- Requirement -
Transcribe the records exactly from the line with "Guideline: for every instance of the green" to the end, both included.

- Dataset entries -

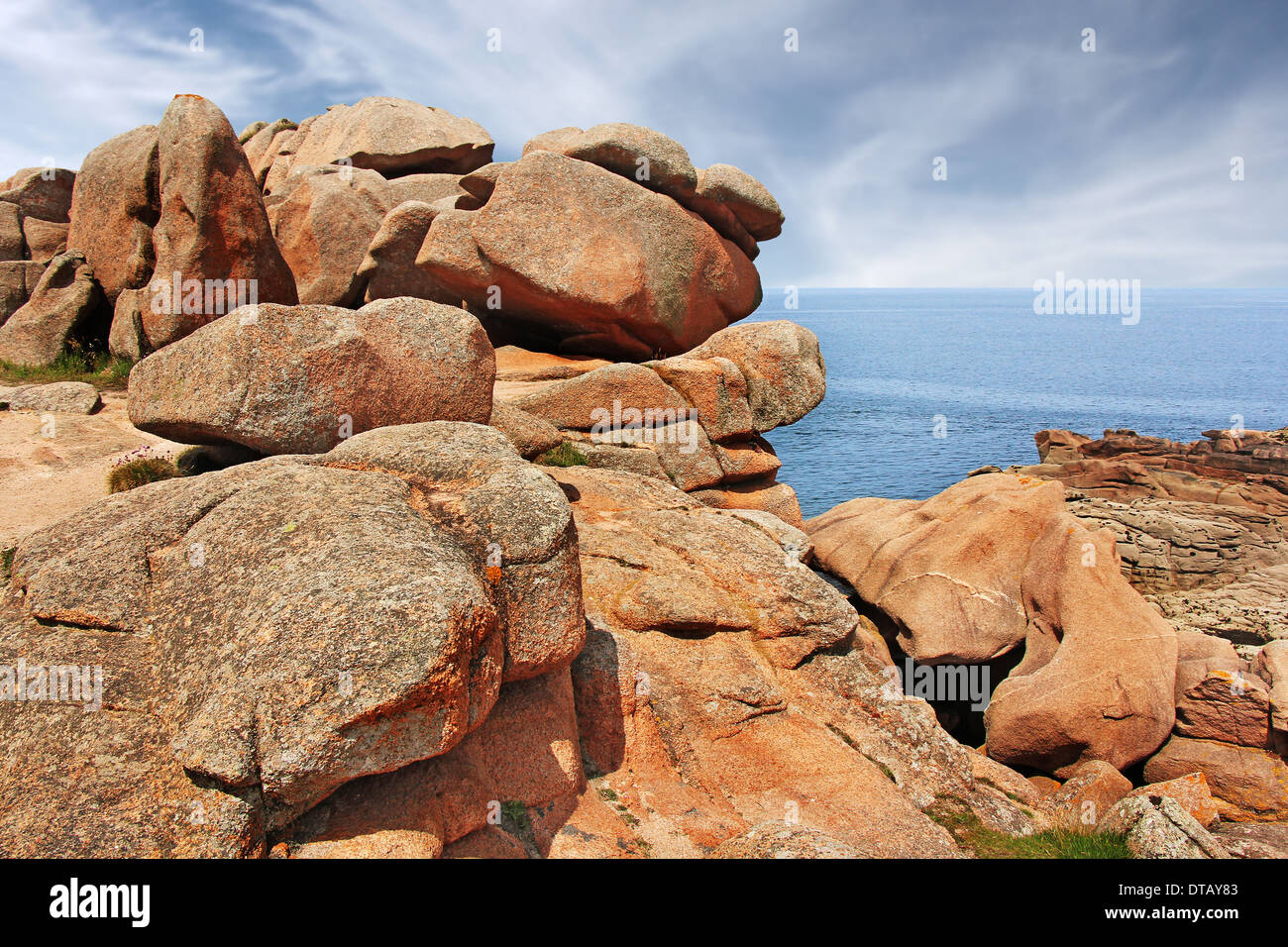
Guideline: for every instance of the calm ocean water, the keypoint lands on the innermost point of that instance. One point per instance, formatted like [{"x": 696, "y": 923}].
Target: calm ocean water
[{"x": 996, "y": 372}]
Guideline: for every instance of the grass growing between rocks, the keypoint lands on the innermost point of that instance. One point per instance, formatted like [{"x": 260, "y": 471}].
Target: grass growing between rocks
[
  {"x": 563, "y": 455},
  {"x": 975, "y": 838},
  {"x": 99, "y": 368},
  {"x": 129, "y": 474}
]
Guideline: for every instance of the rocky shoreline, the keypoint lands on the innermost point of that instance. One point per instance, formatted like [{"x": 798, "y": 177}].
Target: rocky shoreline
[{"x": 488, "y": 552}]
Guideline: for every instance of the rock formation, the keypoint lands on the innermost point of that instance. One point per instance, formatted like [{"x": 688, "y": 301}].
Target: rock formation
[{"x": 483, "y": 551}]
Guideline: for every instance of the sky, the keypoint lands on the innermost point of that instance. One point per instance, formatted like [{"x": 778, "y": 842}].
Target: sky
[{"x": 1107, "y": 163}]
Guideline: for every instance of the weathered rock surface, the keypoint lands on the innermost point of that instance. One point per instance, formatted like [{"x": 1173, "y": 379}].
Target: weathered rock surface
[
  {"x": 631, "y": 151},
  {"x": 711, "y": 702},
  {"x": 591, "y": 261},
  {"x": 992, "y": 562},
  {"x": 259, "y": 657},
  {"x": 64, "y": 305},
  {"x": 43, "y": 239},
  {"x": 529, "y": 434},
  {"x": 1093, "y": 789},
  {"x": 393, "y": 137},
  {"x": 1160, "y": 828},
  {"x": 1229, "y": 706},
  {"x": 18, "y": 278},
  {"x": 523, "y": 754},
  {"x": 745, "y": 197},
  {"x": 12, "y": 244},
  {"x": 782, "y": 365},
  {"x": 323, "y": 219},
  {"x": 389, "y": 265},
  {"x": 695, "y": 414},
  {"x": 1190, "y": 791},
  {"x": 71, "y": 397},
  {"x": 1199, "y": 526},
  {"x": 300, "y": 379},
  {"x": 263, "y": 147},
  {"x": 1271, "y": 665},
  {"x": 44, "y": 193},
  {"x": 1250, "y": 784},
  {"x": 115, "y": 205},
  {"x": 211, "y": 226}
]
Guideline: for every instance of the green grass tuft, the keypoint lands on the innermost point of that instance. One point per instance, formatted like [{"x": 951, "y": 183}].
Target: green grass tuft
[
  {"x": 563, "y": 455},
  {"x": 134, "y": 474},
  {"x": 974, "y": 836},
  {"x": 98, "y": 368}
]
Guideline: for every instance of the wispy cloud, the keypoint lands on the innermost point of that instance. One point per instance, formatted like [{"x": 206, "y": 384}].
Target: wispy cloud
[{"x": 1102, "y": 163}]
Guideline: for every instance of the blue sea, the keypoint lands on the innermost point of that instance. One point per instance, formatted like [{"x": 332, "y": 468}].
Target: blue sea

- Solution -
Guideline: for every instance of the green grass tuft, the keypoint lands on the innermost point of that instance. One point per instance, formatted like [{"x": 951, "y": 183}].
Target: green grass tuft
[
  {"x": 563, "y": 455},
  {"x": 134, "y": 474},
  {"x": 974, "y": 836},
  {"x": 98, "y": 368}
]
Guideline: for every instance of the wispy cloud, the keypoint lands on the innermost point of that instance. One point per instance, formatted like [{"x": 206, "y": 384}].
Target: wispy cloud
[{"x": 1102, "y": 163}]
Guideline: for every instance of the blue sea, the keypoint lands on the innermost point of that instance. One point per instance, formatted like [{"x": 332, "y": 468}].
Target: blue sea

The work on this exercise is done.